Find the line with "Target: mountain slope" in the entries below. Repeat it, every following line, and the line with "Expected: the pointer indicates a point on the dry", exactly and with nothing added.

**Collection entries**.
[Start of Attachment]

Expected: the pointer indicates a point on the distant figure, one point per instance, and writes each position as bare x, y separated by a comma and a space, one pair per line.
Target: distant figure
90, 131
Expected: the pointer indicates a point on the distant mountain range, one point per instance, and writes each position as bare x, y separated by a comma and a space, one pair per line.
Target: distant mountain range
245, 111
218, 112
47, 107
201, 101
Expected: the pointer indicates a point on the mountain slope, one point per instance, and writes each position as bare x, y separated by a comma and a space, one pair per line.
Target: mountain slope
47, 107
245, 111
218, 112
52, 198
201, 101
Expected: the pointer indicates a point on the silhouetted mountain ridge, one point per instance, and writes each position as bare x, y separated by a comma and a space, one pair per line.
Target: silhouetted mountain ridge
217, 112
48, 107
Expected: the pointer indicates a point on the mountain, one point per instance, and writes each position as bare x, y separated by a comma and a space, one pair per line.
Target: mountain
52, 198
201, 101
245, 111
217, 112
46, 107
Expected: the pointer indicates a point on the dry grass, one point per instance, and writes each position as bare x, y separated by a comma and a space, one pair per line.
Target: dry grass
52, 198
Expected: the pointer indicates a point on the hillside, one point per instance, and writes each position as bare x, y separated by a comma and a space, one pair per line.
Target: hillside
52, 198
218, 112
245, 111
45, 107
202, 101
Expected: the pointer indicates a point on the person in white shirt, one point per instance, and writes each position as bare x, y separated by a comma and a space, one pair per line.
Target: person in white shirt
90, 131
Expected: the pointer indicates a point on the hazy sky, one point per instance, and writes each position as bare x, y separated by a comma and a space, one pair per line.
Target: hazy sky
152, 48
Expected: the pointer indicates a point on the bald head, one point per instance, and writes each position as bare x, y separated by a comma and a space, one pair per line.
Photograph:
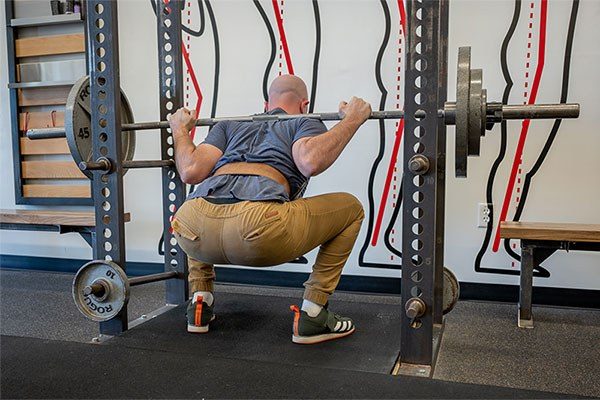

[End of Attachment]

**Output for this exercise**.
Target: mountain slope
47, 107
245, 111
218, 112
52, 198
201, 101
Expected: the pointer indicates a point on the silhouetted mountain ridge, one point per instance, and writes each position as bare x, y separated by a comma and a space, one pair per line.
Target: silhouetted mountain ridge
217, 112
48, 107
Expected: the pointer indicates a point on the mountain, one point per instance, and writes each position as bare x, y separated by a comma and a space, one pair per line.
Target: mountain
52, 198
201, 101
245, 111
217, 112
46, 107
Expected: the pointer indicates a point on the dry grass, one point per instance, and writes each position as bare x, y separated by a comma and a space, one pair per line.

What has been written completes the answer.